Job 1:
Transcribe the stored records listing from its first line through the line containing "positive clicks: (186, 121)", with both ends included. Leave the picture out of your answer.

Excerpt to read:

John Seigenthaler has worn a great many hats in his eighty-five years. But perhaps none is as important as that of the freedom fighter.
At the Tennessean (Nashville) for forty-three years, Seigenthaler rose from reporter to editor to publisher and CEO. He worked alongside US Attorney General Robert F. Kennedy and assisted Kennedy in his presidential campaign. He helped launch USA Today and founded the First Amendment Center.
“Those forty-five words (of the First Amendment) involve a great deal more than the free press clause,” says Seigenthaler, who in May was awarded an honorary degree from UT’s College of Law. “Religious liberty, the rights of speech, peaceful protest, and to petition and raise hell with your government.… It belongs to all of us, that amendment does. Most of us, without realizing it, rely on it every day.”
“John Seigenthaler’s passion for human equality, for the pursuit of truth, and for protection of free speech and a free press have improved the lives of all Americans,” wrote College of Law Dean Doug Blaze, when nominating Seigenthaler for the honorary degree he received in May.

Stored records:
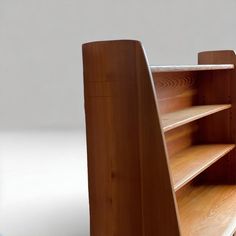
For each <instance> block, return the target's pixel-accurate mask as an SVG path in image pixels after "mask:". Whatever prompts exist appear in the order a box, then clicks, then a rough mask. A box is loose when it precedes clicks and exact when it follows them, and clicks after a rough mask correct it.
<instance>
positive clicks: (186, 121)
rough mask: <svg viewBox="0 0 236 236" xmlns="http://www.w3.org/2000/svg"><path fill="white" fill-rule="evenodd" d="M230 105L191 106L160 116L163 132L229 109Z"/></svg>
mask: <svg viewBox="0 0 236 236" xmlns="http://www.w3.org/2000/svg"><path fill="white" fill-rule="evenodd" d="M230 107H231V105H230V104H222V105H202V106H192V107H189V108H186V109H183V110H179V111H176V112H171V113H166V114H163V115H162V116H161V120H162V125H163V130H164V131H168V130H171V129H174V128H176V127H179V126H181V125H184V124H187V123H189V122H192V121H194V120H197V119H200V118H202V117H205V116H208V115H211V114H214V113H216V112H219V111H222V110H225V109H229V108H230Z"/></svg>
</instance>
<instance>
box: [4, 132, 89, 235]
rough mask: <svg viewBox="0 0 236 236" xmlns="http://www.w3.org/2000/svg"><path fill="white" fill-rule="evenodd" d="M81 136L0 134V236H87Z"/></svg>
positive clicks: (88, 233) (85, 172)
mask: <svg viewBox="0 0 236 236" xmlns="http://www.w3.org/2000/svg"><path fill="white" fill-rule="evenodd" d="M88 222H89V213H88V196H87V163H86V146H85V135H84V132H79V131H78V132H76V131H72V132H70V131H65V132H63V131H54V132H52V131H44V132H43V131H41V132H39V131H28V132H26V131H24V132H5V131H4V132H0V236H87V235H89V223H88Z"/></svg>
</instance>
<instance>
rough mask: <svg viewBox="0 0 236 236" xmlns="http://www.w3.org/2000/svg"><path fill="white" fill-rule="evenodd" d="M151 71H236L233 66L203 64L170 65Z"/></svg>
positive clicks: (172, 71) (210, 64)
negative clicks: (186, 64) (201, 64)
mask: <svg viewBox="0 0 236 236" xmlns="http://www.w3.org/2000/svg"><path fill="white" fill-rule="evenodd" d="M150 68H151V71H152V72H153V73H155V72H178V71H202V70H229V69H234V65H233V64H205V65H204V64H203V65H169V66H150Z"/></svg>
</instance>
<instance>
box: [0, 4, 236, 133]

Job 2:
According to the passage about John Seigenthaler, how many years did he spend at the Tennessean?

Your response 1:
For each <instance> block, return the target's pixel-accurate mask as an SVG path in image pixels after "mask:". Whatever prompts exist appear in the order a box, then clicks, then a rough mask. A box is loose when it precedes clicks and exact when it follows them, and clicks after a rough mask correct it.
<instance>
positive clicks: (186, 121)

Your response 2:
Forty-three years.